■ ENUNCIADO
Retome o texto sobre o desprendimento dos bens terrenos e dê continuidade a ele logo após a última frase apresentada.

DESPRENDIMENTO DOS BENS TERRENOS
14. Venho, meus irmãos, meus amigos,
trazer-vos o meu óbolo, a fim de vos ajudar a avançar,
desassombradamente, pela senda do aperfeiçoamento em que
entrastes. Nós nos devemos uns aos outros; somente pela união
sincera e fraternal entre os Espíritos e os encarnados será
possível a regeneração.
O amor aos bens terrenos constitui um dos mais fortes óbices
ao vosso adiantamento moral e espiritual. Pelo apego à posse
de tais bens, destruís as vossas faculdades de amar, com as
aplicardes todas às coisas materiais. Sede sinceros:
proporciona a riqueza uma felicidade sem mescla? Quando tendes
cheios os cofres, não há sempre um vazio no vosso coração? No
fundo dessa cesta de flores não há sempre oculto um réptil?

(Registros brutos)
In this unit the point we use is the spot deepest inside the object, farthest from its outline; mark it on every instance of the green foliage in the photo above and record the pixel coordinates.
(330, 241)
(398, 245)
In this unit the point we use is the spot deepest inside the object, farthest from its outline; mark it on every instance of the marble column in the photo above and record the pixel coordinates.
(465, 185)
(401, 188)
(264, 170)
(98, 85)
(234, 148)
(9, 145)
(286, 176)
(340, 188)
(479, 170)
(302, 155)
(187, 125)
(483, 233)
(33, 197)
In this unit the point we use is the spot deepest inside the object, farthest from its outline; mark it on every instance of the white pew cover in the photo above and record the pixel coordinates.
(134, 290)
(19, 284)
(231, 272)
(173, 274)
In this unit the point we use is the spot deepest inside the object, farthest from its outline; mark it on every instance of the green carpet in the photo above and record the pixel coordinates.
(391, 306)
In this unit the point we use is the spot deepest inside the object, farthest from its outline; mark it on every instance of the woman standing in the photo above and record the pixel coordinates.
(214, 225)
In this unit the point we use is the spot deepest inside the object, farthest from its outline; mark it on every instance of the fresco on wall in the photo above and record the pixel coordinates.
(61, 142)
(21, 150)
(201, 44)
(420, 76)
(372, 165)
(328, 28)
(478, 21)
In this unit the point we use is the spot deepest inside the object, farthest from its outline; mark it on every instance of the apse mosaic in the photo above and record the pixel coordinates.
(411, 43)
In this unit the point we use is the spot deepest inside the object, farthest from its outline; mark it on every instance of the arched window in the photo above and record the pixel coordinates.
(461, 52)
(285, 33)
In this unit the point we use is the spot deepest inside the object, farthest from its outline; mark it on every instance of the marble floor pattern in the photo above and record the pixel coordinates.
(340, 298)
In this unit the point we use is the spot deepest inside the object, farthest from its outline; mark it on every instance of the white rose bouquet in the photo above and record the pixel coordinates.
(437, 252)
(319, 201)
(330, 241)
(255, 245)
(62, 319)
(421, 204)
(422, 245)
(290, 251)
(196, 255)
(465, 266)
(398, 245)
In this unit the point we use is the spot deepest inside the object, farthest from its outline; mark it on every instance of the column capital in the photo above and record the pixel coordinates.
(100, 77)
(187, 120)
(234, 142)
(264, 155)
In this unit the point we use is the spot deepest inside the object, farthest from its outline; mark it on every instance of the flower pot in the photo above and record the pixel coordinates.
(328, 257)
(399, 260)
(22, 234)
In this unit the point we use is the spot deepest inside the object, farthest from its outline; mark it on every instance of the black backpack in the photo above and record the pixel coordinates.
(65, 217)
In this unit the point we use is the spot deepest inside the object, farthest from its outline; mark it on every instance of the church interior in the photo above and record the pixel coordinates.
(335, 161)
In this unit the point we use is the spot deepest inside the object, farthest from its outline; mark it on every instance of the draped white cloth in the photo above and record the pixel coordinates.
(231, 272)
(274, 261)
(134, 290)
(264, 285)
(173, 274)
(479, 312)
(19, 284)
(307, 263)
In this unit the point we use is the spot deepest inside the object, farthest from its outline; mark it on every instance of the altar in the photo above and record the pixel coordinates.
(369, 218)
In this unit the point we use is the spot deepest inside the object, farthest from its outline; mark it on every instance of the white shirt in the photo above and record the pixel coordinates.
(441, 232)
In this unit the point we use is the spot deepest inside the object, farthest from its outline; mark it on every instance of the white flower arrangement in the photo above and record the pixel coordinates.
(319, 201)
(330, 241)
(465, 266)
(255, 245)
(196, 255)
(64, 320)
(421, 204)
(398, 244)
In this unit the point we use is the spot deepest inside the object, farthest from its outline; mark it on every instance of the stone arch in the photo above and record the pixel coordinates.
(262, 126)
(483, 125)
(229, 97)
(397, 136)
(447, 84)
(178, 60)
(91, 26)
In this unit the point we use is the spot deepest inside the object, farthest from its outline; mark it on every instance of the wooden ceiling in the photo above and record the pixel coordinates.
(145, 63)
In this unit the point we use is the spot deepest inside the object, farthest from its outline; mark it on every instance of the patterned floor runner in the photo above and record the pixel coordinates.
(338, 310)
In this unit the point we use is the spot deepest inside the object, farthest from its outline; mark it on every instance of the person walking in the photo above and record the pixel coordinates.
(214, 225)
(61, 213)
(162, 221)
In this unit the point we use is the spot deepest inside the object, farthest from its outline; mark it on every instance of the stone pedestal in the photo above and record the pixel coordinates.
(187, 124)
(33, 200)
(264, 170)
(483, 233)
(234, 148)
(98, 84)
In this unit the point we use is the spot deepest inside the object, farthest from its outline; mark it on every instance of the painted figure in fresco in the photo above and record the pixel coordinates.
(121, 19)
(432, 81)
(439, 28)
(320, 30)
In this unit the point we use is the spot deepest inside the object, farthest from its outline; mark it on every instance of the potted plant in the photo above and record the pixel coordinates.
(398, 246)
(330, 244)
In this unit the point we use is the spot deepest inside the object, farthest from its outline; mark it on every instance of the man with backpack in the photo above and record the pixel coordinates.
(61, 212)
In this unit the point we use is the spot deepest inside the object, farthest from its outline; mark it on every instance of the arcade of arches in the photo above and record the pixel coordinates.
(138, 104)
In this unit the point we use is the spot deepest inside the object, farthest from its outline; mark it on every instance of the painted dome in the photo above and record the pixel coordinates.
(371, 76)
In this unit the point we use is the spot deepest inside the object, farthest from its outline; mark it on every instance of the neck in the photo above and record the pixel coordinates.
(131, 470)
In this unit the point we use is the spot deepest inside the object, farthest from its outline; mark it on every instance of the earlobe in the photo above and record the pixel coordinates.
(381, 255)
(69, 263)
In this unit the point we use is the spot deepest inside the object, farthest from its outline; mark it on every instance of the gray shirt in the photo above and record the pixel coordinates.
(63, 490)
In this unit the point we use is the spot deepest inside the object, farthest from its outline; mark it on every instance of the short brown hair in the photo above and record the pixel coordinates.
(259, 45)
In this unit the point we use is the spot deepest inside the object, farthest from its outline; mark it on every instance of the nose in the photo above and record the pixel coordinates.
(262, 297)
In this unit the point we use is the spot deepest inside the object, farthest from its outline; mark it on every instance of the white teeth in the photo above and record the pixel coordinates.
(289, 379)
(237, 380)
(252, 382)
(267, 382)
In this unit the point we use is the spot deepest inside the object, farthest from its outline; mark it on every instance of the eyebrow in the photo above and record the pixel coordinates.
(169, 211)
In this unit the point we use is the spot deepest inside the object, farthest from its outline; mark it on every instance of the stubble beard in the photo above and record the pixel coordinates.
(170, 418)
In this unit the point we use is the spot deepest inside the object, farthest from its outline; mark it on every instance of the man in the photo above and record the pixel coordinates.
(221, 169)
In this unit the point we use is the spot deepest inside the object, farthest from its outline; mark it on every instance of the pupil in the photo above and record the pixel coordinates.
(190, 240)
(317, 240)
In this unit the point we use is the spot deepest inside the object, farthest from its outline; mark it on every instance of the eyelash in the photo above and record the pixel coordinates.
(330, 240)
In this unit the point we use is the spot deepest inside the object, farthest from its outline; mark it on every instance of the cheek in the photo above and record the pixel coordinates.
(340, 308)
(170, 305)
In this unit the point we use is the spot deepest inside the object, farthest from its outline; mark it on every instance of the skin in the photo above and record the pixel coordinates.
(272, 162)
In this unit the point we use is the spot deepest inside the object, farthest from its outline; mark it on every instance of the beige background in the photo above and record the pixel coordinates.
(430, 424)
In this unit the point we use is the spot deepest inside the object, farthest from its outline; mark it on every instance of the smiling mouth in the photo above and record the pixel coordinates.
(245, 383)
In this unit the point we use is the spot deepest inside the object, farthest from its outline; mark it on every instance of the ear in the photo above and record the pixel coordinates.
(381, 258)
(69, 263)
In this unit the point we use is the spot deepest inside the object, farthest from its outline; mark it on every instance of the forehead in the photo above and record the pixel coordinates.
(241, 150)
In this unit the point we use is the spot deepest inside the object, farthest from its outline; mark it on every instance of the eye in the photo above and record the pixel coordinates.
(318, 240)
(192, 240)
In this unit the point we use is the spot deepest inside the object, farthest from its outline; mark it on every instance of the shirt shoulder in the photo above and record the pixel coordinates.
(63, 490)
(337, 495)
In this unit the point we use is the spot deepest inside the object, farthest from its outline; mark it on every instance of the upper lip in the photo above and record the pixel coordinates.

■ RESULTADO DO EXERCÍCIO
Compreendo a satisfação, bem justa, aliás, que experimenta o
homem que, por meio de trabalho honrado e assíduo, ganhou uma
fortuna; mas, dessa satisfação, muito natural e que Deus
aprova, a um apego que absorve todos os outros sentimentos e
paralisa os impulsos do coração vai grande distância, tão
grande quanto a que separa da prodigalidade exagerada a
sórdida avareza, dois vícios entre os quais colocou Deus a
caridade, santa e salutar virtude que ensina o rico a dar sem
ostentação, para que o pobre receba sem baixeza.
Quer a fortuna vos tenha vindo da vossa família, quer a
tenhais ganho com o vosso trabalho, há uma coisa que não
deveis esquecer nunca: é que tudo promana de Deus, tudo
retorna a Deus. Nada vos pertence na Terra, nem sequer o vosso
pobre corpo: a morte vos despoja dele, como de todos os bens
materiais. Sois depositários e não proprietários, não vos
iludais. Deus vo-los emprestou, tendes de lhos restituir; e
ele empresta sob a condição de que o supérfluo, pelo menos,
caiba aos que carecem do necessário.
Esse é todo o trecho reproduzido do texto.